▽

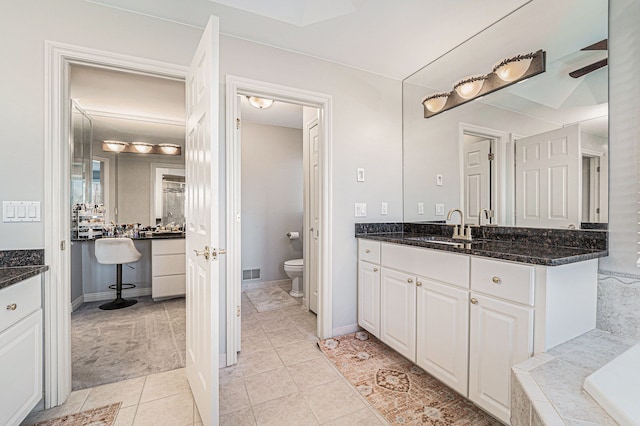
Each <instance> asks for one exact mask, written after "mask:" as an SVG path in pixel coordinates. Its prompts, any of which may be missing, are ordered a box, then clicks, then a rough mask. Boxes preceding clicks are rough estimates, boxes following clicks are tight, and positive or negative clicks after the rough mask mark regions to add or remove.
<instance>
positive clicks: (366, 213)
mask: <svg viewBox="0 0 640 426" xmlns="http://www.w3.org/2000/svg"><path fill="white" fill-rule="evenodd" d="M355 207H356V217H365V216H366V215H367V203H356V204H355Z"/></svg>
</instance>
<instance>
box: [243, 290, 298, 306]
mask: <svg viewBox="0 0 640 426" xmlns="http://www.w3.org/2000/svg"><path fill="white" fill-rule="evenodd" d="M245 293H246V294H247V297H248V298H249V300H250V301H251V303H252V304H253V306H254V307H255V308H256V310H257V311H258V312H266V311H274V310H276V309H282V308H286V307H287V306H294V305H299V304H300V299H296V298H295V297H291V296H290V295H289V293H287V292H286V291H284V290H283V289H282V288H280V287H279V286H275V285H274V286H269V287H264V288H258V289H255V290H247V291H246V292H245Z"/></svg>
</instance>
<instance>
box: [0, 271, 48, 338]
mask: <svg viewBox="0 0 640 426" xmlns="http://www.w3.org/2000/svg"><path fill="white" fill-rule="evenodd" d="M41 282H42V279H41V278H40V275H37V276H35V277H31V278H27V279H26V280H24V281H22V282H19V283H16V284H13V285H11V286H9V287H6V288H4V289H2V290H0V331H2V330H4V329H6V328H8V327H10V326H11V325H13V324H15V323H17V322H18V321H20V320H21V319H23V318H26V317H27V316H28V315H29V314H30V313H32V312H34V311H36V310H38V309H40V306H41V304H42V300H41V293H40V292H41V285H40V283H41ZM14 305H15V309H13V307H14Z"/></svg>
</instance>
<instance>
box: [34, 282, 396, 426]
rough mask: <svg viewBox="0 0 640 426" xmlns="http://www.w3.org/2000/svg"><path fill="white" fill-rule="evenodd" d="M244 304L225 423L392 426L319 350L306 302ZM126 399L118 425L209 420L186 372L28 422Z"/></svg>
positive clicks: (311, 320) (106, 387)
mask: <svg viewBox="0 0 640 426" xmlns="http://www.w3.org/2000/svg"><path fill="white" fill-rule="evenodd" d="M284 288H285V289H287V288H286V287H284ZM289 289H290V287H289ZM242 309H243V311H242V352H241V354H240V355H239V360H238V364H237V365H235V366H232V367H227V368H224V369H221V370H220V424H221V425H233V426H244V425H280V426H285V425H296V426H298V425H319V424H327V425H345V426H346V425H349V426H351V425H363V426H364V425H366V426H375V425H385V424H387V422H386V421H385V420H384V419H383V418H382V417H380V415H379V414H378V413H377V412H376V411H375V410H374V409H373V408H372V407H371V406H370V405H369V404H368V402H367V401H366V400H365V399H364V397H362V396H361V395H360V394H359V393H358V392H357V391H356V390H355V389H354V388H353V387H352V386H351V385H350V384H349V383H348V382H347V381H346V379H345V378H344V377H343V376H342V375H341V374H340V373H339V372H338V371H337V370H336V369H335V367H334V366H333V365H331V363H330V362H329V361H328V360H327V359H326V358H325V357H324V355H323V354H322V352H320V350H319V349H318V347H317V345H316V342H317V341H318V339H317V337H316V316H315V315H314V314H312V313H310V312H307V311H305V310H304V308H302V307H301V306H300V305H299V304H296V305H293V306H286V307H283V308H281V309H275V310H271V311H266V312H258V311H257V310H256V309H255V307H254V306H253V305H252V304H251V302H250V301H249V299H248V298H247V297H246V295H245V294H243V297H242ZM120 401H121V402H122V408H121V409H120V411H119V413H118V416H117V418H116V422H115V425H116V426H139V425H154V426H160V425H171V426H179V425H184V426H187V425H200V424H202V423H201V419H200V417H199V415H198V411H197V409H196V408H195V404H194V402H193V396H192V395H191V391H190V390H189V385H188V383H187V379H186V377H185V374H184V369H178V370H172V371H167V372H163V373H157V374H152V375H148V376H145V377H139V378H136V379H130V380H125V381H122V382H117V383H111V384H108V385H103V386H98V387H94V388H89V389H83V390H79V391H74V392H72V393H71V396H70V397H69V399H68V400H67V402H66V403H65V404H64V405H62V406H60V407H55V408H52V409H50V410H46V411H41V412H37V413H32V414H31V415H30V416H29V417H28V418H27V419H26V420H25V421H24V422H23V423H22V424H23V425H29V424H32V423H35V422H38V421H41V420H46V419H50V418H55V417H59V416H64V415H66V414H69V413H74V412H79V411H82V410H87V409H90V408H94V407H99V406H101V405H107V404H110V403H113V402H120Z"/></svg>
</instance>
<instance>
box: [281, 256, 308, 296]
mask: <svg viewBox="0 0 640 426" xmlns="http://www.w3.org/2000/svg"><path fill="white" fill-rule="evenodd" d="M303 271H304V261H303V259H291V260H287V261H285V262H284V272H285V273H286V274H287V276H288V277H289V278H291V279H292V280H293V284H292V286H291V291H290V292H289V294H290V295H291V296H293V297H302V296H304V292H303V288H302V273H303Z"/></svg>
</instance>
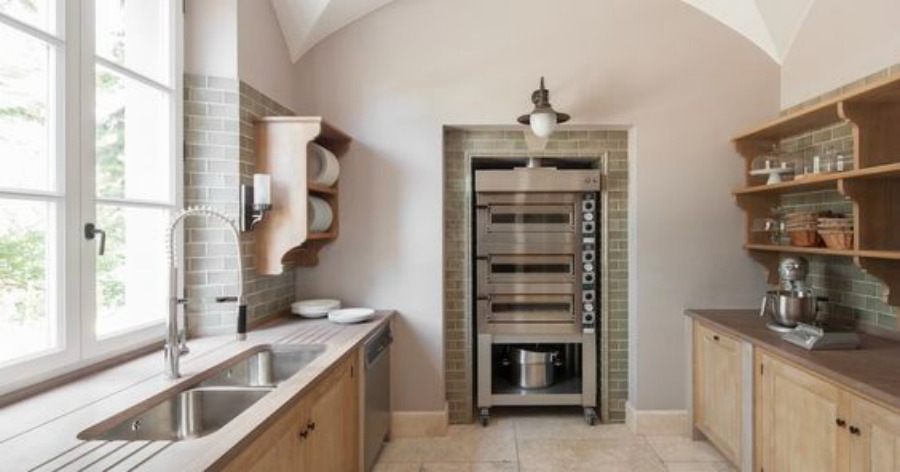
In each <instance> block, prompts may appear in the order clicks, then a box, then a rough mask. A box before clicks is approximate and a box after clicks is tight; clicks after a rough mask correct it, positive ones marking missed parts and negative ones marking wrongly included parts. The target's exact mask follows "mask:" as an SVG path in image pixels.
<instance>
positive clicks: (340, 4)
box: [272, 0, 815, 64]
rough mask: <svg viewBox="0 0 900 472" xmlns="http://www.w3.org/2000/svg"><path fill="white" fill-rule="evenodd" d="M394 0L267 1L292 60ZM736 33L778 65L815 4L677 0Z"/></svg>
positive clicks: (702, 0)
mask: <svg viewBox="0 0 900 472" xmlns="http://www.w3.org/2000/svg"><path fill="white" fill-rule="evenodd" d="M392 1H394V0H272V6H273V7H274V9H275V14H276V15H277V17H278V23H279V24H280V26H281V31H282V33H283V34H284V39H285V41H286V42H287V46H288V49H289V50H290V52H291V59H292V60H293V61H295V62H296V61H297V60H298V59H300V57H302V56H303V55H304V54H306V52H307V51H309V50H310V49H312V48H313V46H315V45H316V44H317V43H318V42H319V41H321V40H323V39H325V38H326V37H328V36H329V35H330V34H332V33H334V32H335V31H338V30H339V29H341V28H343V27H344V26H347V25H349V24H350V23H353V22H354V21H356V20H357V19H359V18H361V17H363V16H365V15H368V14H369V13H371V12H373V11H375V10H377V9H379V8H381V7H383V6H384V5H387V4H388V3H390V2H392ZM681 1H683V2H685V3H688V4H690V5H692V6H694V7H695V8H697V9H698V10H700V11H702V12H704V13H706V14H707V15H709V16H711V17H713V18H715V19H716V20H718V21H720V22H722V23H723V24H725V25H726V26H728V27H730V28H731V29H733V30H735V31H737V32H738V33H740V34H741V35H743V36H744V37H746V38H747V39H749V40H750V41H752V42H753V43H755V44H756V45H757V46H758V47H759V48H760V49H762V50H763V51H765V52H766V54H768V55H769V56H771V57H772V59H773V60H775V61H776V62H778V63H779V64H780V63H781V62H782V61H783V60H784V58H785V56H786V55H787V53H788V51H789V50H790V47H791V44H792V43H793V41H794V37H795V36H796V35H797V31H799V29H800V25H802V24H803V21H804V20H805V19H806V15H807V13H808V12H809V10H810V8H812V4H813V2H814V1H815V0H681Z"/></svg>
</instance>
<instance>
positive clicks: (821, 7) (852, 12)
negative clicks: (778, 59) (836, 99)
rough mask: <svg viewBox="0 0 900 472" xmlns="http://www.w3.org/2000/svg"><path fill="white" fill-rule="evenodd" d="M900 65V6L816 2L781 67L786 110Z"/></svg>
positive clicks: (884, 3)
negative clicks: (884, 69) (839, 87)
mask: <svg viewBox="0 0 900 472" xmlns="http://www.w3.org/2000/svg"><path fill="white" fill-rule="evenodd" d="M897 63H900V2H898V1H897V0H854V1H852V2H848V1H846V0H816V1H815V3H814V4H813V7H812V9H811V10H810V12H809V15H808V16H807V18H806V21H805V22H804V23H803V25H802V26H801V27H800V31H799V33H798V34H797V37H796V38H795V39H794V43H793V47H792V48H791V49H790V51H789V52H788V54H787V56H786V57H785V60H784V63H783V66H782V71H781V104H782V107H784V108H787V107H789V106H792V105H796V104H797V103H800V102H803V101H804V100H808V99H810V98H813V97H816V96H818V95H821V94H823V93H826V92H830V91H831V90H834V89H836V88H838V87H840V86H842V85H845V84H847V83H850V82H853V81H855V80H858V79H861V78H863V77H865V76H867V75H869V74H872V73H874V72H878V71H879V70H881V69H884V68H886V67H889V66H892V65H895V64H897Z"/></svg>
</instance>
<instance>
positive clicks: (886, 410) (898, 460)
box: [848, 396, 900, 472]
mask: <svg viewBox="0 0 900 472" xmlns="http://www.w3.org/2000/svg"><path fill="white" fill-rule="evenodd" d="M850 404H851V411H852V415H851V416H850V421H849V426H848V429H850V431H851V433H850V470H851V471H852V472H887V471H900V415H898V414H897V413H896V412H893V411H891V410H888V409H886V408H882V407H880V406H878V405H875V404H874V403H871V402H869V401H866V400H863V399H861V398H859V397H855V396H854V397H852V398H851V399H850ZM852 428H856V429H855V430H854V429H852Z"/></svg>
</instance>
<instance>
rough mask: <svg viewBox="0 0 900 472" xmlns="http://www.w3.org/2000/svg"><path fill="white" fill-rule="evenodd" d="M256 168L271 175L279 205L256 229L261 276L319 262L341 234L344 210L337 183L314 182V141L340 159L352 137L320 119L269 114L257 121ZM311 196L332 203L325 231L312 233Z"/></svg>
mask: <svg viewBox="0 0 900 472" xmlns="http://www.w3.org/2000/svg"><path fill="white" fill-rule="evenodd" d="M256 137H257V139H256V146H257V152H256V169H257V172H263V173H268V174H270V175H271V176H272V190H273V196H274V198H275V202H274V207H273V208H272V210H271V211H270V212H269V213H268V214H267V215H266V218H265V219H263V221H262V223H261V224H260V225H259V226H258V227H257V230H256V258H255V268H256V272H257V273H258V274H260V275H277V274H280V273H282V271H283V270H284V265H285V264H296V265H301V266H314V265H316V264H318V262H319V259H318V253H319V251H320V250H321V249H322V247H324V246H326V245H328V244H329V243H331V242H333V241H334V240H336V239H337V238H338V235H339V233H340V208H339V201H338V200H339V195H338V193H339V192H338V184H335V185H333V186H331V187H327V186H324V185H319V184H315V183H309V182H308V181H307V175H306V164H307V162H306V160H307V158H308V156H307V152H308V147H309V143H311V142H315V143H317V144H319V145H321V146H323V147H325V148H327V149H328V150H329V151H331V152H333V153H334V154H335V156H336V157H337V158H338V159H340V158H341V157H342V156H343V155H344V154H345V153H346V152H347V150H348V149H349V146H350V141H351V140H350V137H349V136H347V134H346V133H344V132H343V131H341V130H339V129H337V128H336V127H334V126H332V125H330V124H328V123H327V122H326V121H325V120H323V119H322V118H321V117H297V116H289V117H265V118H260V119H259V120H257V121H256ZM310 195H316V196H318V197H320V198H322V199H324V200H326V201H327V202H328V204H329V205H330V206H331V209H332V212H333V214H334V221H333V222H332V224H331V228H329V230H328V232H326V233H309V231H308V226H307V224H308V216H309V215H307V207H308V204H309V203H308V202H309V197H310Z"/></svg>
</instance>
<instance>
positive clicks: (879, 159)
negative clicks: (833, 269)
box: [733, 77, 900, 305]
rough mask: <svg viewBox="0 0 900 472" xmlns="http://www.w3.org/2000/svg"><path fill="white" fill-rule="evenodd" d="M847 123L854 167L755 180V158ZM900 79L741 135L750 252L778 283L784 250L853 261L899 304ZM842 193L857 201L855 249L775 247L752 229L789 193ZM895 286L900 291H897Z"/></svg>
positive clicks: (737, 201)
mask: <svg viewBox="0 0 900 472" xmlns="http://www.w3.org/2000/svg"><path fill="white" fill-rule="evenodd" d="M841 121H846V122H848V123H850V125H851V128H852V133H853V138H854V149H853V157H854V167H855V170H852V171H845V172H835V173H831V174H822V175H816V176H813V177H807V178H804V179H802V180H794V181H789V182H783V183H778V184H773V185H764V184H762V183H761V182H760V181H759V180H758V178H757V177H752V176H750V175H749V170H750V163H751V161H752V160H753V158H754V157H756V156H758V155H759V154H761V153H762V152H764V151H766V150H769V149H771V148H772V145H775V144H778V143H779V142H780V141H781V140H782V139H785V138H789V137H792V136H796V135H798V134H800V133H803V132H806V131H814V130H816V129H819V128H822V127H824V126H827V125H831V124H836V123H839V122H841ZM897 126H900V78H896V77H895V78H890V79H887V80H883V81H881V82H878V83H874V84H872V85H870V86H867V87H865V88H863V89H861V90H859V91H854V92H851V93H848V94H845V95H842V96H839V97H837V98H835V99H833V100H829V101H826V102H823V103H821V104H819V105H816V106H814V107H812V108H810V109H807V110H803V111H800V112H798V113H794V114H791V115H788V116H785V117H782V118H779V119H778V120H776V121H774V122H772V123H769V124H767V125H765V126H763V127H760V128H758V129H755V130H752V131H749V132H747V133H744V134H742V135H740V136H737V137H735V138H734V143H735V146H736V148H737V150H738V152H739V153H740V154H741V155H742V156H743V158H744V160H745V168H746V170H747V171H748V172H747V180H746V186H744V187H741V188H738V189H736V190H735V191H734V192H733V194H734V196H735V198H736V199H737V202H738V204H739V205H740V206H741V208H742V209H743V210H744V212H745V213H746V221H747V226H746V227H747V233H746V240H745V248H746V249H747V250H748V251H750V255H751V256H752V257H753V258H754V259H756V260H757V261H758V262H760V263H761V264H763V265H764V266H765V267H766V268H767V269H768V270H769V283H771V284H775V283H777V282H778V273H777V272H778V271H777V266H778V261H779V253H800V254H823V255H831V256H843V257H852V258H853V261H854V262H855V263H856V265H857V266H859V267H860V268H861V269H863V270H864V271H866V272H868V273H870V274H871V275H873V276H875V277H877V278H879V279H881V280H882V281H883V282H884V284H885V286H886V287H885V292H884V301H885V302H887V303H888V304H890V305H900V230H898V225H897V221H900V133H898V132H897V131H896V129H897ZM822 189H835V190H837V191H838V192H839V193H840V194H841V195H843V196H845V197H846V198H848V199H850V200H851V201H852V202H853V217H854V222H855V225H854V228H855V229H854V242H853V248H852V249H847V250H834V249H827V248H822V247H815V248H800V247H793V246H782V245H775V244H770V243H768V242H767V241H766V240H765V235H764V234H762V233H753V232H752V231H750V229H751V228H752V225H753V221H754V220H755V219H756V218H761V217H769V216H771V211H772V210H771V209H772V208H773V207H775V206H777V205H778V204H779V199H780V197H781V195H782V194H785V193H795V192H806V191H811V190H822ZM891 287H894V288H895V290H891Z"/></svg>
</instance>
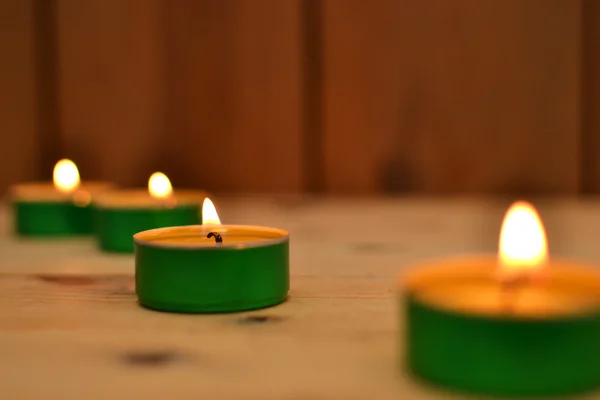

△

Format the data as a JSON list of strings, one string per line, starting at the beginning of the data and going on through the line with "positive clicks: (366, 213)". Leave out blank lines and the pictures.

# YOUR SOLUTION
[
  "Each <instance> asks for one exact mask, written after \"mask:\" as an SVG path in pixel coordinates. Its prompts, any of which may be missing, are ordered a box, then clicks, then a rough mask. Boxes preceding clicks are rough estimates, boxes following clicks are tight, and positive or negative clicks after the rough mask mark regions to add or remove.",
  "<instance>",
  "positive clicks: (366, 213)"
]